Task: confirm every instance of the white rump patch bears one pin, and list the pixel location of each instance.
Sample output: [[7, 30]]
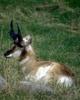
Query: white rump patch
[[16, 53], [65, 80]]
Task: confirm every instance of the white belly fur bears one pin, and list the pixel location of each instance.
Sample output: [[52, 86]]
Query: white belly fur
[[41, 74]]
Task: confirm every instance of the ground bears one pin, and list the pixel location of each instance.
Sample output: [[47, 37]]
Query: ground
[[54, 27]]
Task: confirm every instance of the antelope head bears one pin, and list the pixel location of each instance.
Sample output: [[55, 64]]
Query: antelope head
[[20, 45]]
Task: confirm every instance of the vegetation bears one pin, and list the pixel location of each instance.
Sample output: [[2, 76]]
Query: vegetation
[[56, 37]]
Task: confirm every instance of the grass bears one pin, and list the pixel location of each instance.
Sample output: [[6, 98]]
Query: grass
[[56, 37]]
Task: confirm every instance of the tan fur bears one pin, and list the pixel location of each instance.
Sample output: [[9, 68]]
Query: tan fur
[[56, 70]]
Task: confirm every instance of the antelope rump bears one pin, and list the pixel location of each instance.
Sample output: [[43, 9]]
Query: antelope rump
[[37, 71]]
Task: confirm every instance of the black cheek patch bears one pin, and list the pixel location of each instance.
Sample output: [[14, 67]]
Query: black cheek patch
[[9, 51]]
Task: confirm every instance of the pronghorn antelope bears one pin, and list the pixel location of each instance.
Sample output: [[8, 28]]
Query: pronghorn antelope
[[34, 70]]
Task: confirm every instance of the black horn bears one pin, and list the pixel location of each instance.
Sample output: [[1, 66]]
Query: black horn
[[13, 34], [19, 34]]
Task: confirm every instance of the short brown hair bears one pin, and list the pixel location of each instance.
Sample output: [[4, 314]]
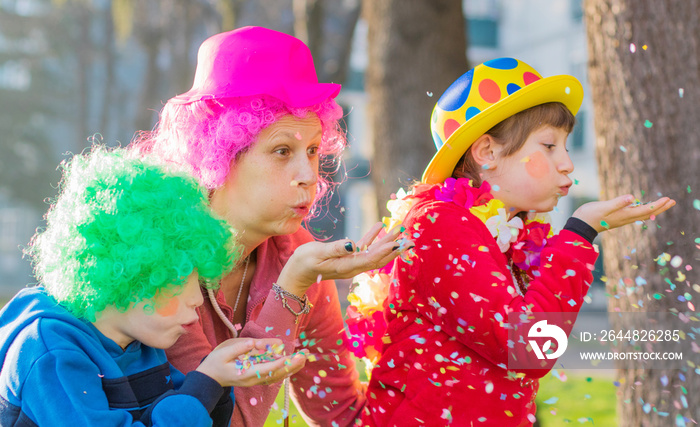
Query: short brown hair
[[513, 131]]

:::::

__Written task__: Rewrite every line of the entries above as a numbered list, skipping any blank lines and leaving out the picture lines.

__Solution below__:
1. Task: confirm every instance of the white rump patch bears one pin, and list the pixel location of each instance.
2. Sample output: [[7, 30]]
3. Query: white rump patch
4. [[16, 53], [65, 80]]
5. Task: confirm every instance of the white belly fur bears one pin, and list the pixel location of each instance.
6. Sample output: [[52, 86]]
7. Query: white belly fur
8. [[41, 74]]
9. Task: confirm every instance of the ground bears one pin, and list the pixel location of each instance.
10. Sample output: [[47, 37]]
11. Query: ground
12. [[54, 27]]
13. Task: confirm every instance of the antelope head bears one pin, and list the pixel location of each instance.
14. Sample output: [[55, 64]]
15. Query: antelope head
16. [[20, 45]]
17. Task: confirm every instance of the vegetation bears one pin, and list the pixel location of each instance.
18. Sample output: [[2, 76]]
19. Query: vegetation
20. [[56, 37]]
21. Task: confirm every instance of the grass bears one pin, and list the pixel location of each instance.
22. Sample output: [[6, 98]]
23. Query: grass
24. [[56, 37]]
25. Task: confirm every instance of the tan fur bears one pin, and list the pixel location of each instance.
26. Sample output: [[9, 68]]
27. Query: tan fur
28. [[56, 70]]
29. Task: confirm every instance of the antelope rump bears one pin, and list the pixel location of each instance.
30. Sample output: [[43, 9]]
31. Query: antelope rump
32. [[37, 71]]
33. Task: confirm every instance of the black cheek patch bears one pin, and list the pixel location of each instance.
34. Sample output: [[14, 67]]
35. Query: black cheek patch
36. [[9, 51]]
37. Task: confirm every instance of the pronghorn antelope bears one pin, and list the pixel location of each instance.
38. Sample output: [[8, 28]]
39. Query: pronghorn antelope
40. [[34, 70]]
41. Task: confirm every instance of the black horn bears one pin, and list the pixel location of each instance.
42. Sample output: [[1, 66]]
43. Query: black horn
44. [[13, 34], [19, 34]]
45. Task: confirm every instance of the short brown hair bears one pin, and list the pixel location of each instance.
46. Sample output: [[4, 314]]
47. Query: short brown hair
48. [[513, 131]]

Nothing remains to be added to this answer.